(Coordinate annotation records)
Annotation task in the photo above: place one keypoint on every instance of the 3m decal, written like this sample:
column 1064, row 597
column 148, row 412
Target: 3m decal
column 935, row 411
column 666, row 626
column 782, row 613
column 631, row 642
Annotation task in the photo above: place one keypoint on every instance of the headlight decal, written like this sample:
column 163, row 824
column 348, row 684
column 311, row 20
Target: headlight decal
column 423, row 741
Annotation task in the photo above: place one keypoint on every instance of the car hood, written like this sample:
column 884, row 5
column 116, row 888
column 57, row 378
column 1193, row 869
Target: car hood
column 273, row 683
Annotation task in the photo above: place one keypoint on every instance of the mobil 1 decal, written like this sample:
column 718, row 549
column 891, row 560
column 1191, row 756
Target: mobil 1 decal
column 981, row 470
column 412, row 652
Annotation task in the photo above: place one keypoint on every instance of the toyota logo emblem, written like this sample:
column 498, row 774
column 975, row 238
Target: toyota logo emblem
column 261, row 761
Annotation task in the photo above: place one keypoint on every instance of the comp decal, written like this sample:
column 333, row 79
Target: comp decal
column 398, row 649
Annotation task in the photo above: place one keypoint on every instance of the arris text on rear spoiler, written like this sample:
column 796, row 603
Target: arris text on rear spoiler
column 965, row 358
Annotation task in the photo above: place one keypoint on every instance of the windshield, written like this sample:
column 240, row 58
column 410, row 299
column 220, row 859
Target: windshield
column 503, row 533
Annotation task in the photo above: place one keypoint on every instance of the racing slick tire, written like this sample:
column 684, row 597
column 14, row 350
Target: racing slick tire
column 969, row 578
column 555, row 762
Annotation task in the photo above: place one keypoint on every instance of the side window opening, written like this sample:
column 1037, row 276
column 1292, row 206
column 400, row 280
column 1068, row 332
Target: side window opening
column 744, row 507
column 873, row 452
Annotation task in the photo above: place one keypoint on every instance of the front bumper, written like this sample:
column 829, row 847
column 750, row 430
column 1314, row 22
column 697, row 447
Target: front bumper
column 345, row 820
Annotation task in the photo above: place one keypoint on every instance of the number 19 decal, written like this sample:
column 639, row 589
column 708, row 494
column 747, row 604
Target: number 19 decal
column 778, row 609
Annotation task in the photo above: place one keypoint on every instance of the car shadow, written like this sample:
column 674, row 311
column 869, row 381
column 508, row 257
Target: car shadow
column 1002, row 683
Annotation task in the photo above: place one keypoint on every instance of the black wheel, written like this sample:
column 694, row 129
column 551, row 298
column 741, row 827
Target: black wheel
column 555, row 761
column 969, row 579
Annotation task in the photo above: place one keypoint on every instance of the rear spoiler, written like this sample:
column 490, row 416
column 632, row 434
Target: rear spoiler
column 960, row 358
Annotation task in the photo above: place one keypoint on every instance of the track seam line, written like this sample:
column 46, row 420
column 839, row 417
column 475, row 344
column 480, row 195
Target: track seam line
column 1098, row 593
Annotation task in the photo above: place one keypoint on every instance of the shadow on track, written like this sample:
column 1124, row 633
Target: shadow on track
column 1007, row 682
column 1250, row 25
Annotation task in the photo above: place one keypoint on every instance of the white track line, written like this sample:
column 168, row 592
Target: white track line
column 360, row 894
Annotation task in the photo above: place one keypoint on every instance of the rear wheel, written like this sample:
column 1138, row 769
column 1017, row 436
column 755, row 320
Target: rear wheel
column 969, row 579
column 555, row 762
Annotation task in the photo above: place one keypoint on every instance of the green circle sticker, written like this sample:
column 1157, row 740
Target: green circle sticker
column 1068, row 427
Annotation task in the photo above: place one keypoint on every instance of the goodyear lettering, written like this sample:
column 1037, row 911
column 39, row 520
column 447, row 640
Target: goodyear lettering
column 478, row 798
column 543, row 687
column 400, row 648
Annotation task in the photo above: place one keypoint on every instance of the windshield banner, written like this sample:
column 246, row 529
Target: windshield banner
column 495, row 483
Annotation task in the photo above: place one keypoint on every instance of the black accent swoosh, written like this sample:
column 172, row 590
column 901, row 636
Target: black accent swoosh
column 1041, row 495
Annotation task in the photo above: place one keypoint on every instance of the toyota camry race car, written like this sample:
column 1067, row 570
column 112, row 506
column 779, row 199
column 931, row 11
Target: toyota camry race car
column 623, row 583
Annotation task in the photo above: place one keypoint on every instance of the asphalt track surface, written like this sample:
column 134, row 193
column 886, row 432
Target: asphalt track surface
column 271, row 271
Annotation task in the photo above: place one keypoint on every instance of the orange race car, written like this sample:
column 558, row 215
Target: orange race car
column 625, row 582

Instruction
Reproduce the entries verbatim from their very first line through the line containing "column 412, row 652", including that line, and give nothing else.

Response
Annotation task in the photo above: place one keypoint on every instance of the 3m decal, written like this sample:
column 1064, row 597
column 148, row 412
Target: 3m decal
column 935, row 411
column 666, row 626
column 782, row 613
column 631, row 642
Annotation task in the photo above: place one keypoint on every instance of the headlight decal, written like this sample:
column 163, row 824
column 348, row 684
column 311, row 20
Target: headlight decal
column 423, row 741
Annotation task in the photo above: place one keypoint on every instance of the car hood, written like this sample:
column 884, row 5
column 116, row 888
column 57, row 378
column 1193, row 869
Target: car hood
column 273, row 683
Annotation task in the photo above: place one keypoint on every instance of the mobil 1 decal, written like this sample:
column 718, row 549
column 891, row 560
column 1191, row 756
Target: mobil 1 decal
column 981, row 470
column 412, row 652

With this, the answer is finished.